**Activity:**
Copy out all lines in the material below that contain the string "clicks".

**Extracted data:**
------

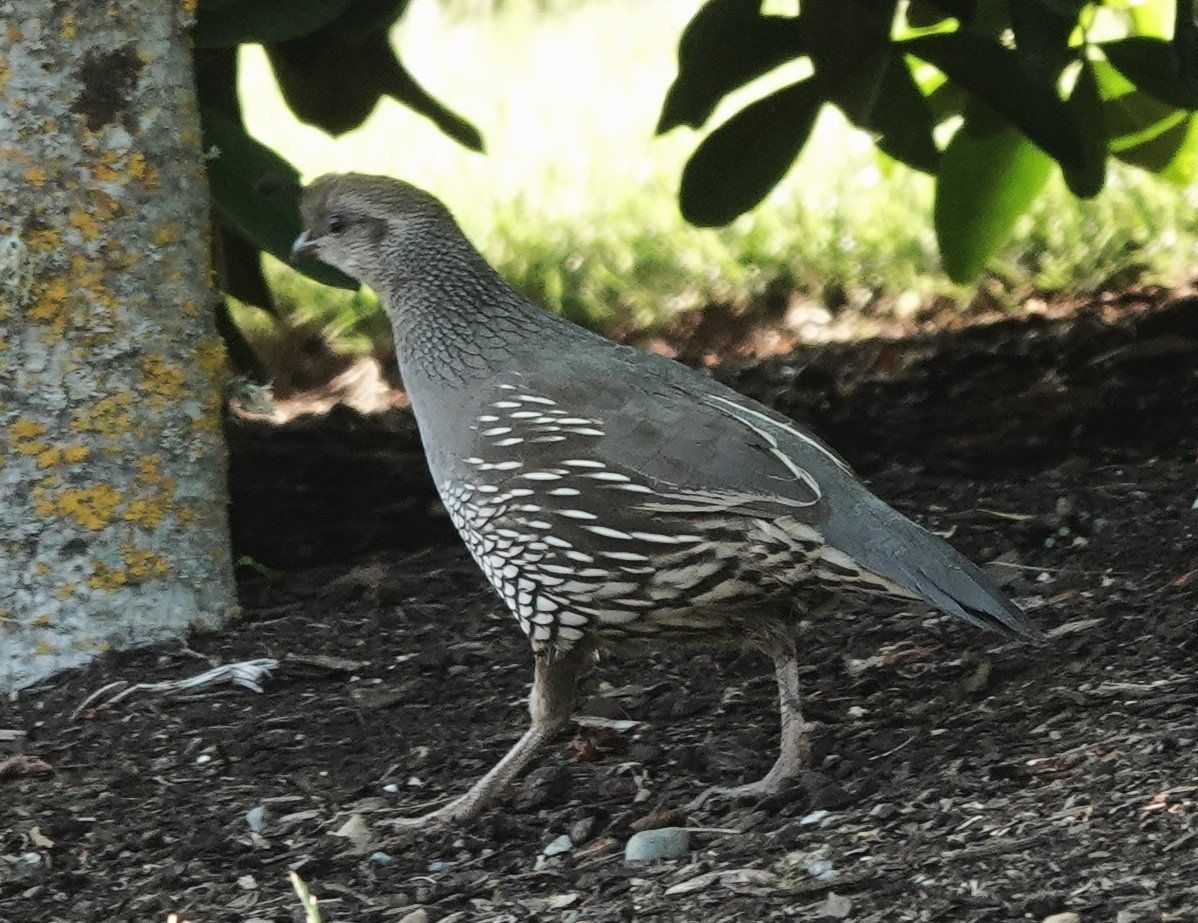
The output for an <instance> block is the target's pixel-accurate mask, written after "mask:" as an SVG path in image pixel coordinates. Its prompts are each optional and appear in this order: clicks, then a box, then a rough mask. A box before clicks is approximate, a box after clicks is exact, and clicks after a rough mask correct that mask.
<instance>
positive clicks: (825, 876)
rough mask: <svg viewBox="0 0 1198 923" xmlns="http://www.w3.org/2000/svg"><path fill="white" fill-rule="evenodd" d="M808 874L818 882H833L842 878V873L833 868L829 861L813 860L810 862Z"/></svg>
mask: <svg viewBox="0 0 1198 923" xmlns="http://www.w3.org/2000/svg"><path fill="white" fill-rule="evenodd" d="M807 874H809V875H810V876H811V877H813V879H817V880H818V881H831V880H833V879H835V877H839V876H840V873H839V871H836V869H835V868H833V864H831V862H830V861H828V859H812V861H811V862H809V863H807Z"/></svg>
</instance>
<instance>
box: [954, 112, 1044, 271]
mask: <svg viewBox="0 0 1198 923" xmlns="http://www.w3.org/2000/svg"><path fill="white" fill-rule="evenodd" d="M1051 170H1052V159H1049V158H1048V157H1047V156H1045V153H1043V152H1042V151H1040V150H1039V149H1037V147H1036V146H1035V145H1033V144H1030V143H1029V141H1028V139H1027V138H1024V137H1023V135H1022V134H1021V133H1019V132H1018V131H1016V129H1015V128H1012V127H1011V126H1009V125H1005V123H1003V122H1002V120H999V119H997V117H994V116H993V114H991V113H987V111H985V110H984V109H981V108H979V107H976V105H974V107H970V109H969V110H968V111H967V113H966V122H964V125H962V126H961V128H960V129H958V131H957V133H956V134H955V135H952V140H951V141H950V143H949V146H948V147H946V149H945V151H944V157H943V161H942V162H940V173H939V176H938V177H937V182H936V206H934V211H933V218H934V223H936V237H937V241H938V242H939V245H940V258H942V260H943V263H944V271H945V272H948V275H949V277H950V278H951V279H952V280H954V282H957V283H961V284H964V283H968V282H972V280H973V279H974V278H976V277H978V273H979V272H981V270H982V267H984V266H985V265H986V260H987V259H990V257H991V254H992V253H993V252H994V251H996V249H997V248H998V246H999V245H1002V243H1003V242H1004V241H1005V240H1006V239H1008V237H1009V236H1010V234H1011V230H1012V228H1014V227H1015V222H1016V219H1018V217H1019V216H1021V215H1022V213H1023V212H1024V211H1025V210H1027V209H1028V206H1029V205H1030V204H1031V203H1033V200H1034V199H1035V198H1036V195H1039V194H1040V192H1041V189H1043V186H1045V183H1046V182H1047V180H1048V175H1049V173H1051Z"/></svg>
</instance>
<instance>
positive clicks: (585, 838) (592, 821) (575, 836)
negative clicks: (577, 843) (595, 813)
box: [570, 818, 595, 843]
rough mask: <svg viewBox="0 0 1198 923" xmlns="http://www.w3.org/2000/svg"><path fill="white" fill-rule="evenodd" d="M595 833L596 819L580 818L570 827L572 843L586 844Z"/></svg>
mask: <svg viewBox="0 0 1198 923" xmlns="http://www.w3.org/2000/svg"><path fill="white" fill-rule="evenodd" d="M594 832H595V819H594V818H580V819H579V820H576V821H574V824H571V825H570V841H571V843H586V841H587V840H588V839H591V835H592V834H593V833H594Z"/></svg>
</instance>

------

**Answer to this problem:**
The output for an <instance> block is the target's pixel-accurate mask, written after "mask:" as an SVG path in image pixel coordinates. Its prompts are each optional and appear in this order: clicks, then a box, then a rough mask. A box before clicks is approximate, a box after clicks is exact, and clicks after a rough mask correct that mask.
positive clicks: (825, 876)
positive clicks: (585, 838) (592, 821) (575, 836)
negative clicks: (577, 843) (595, 813)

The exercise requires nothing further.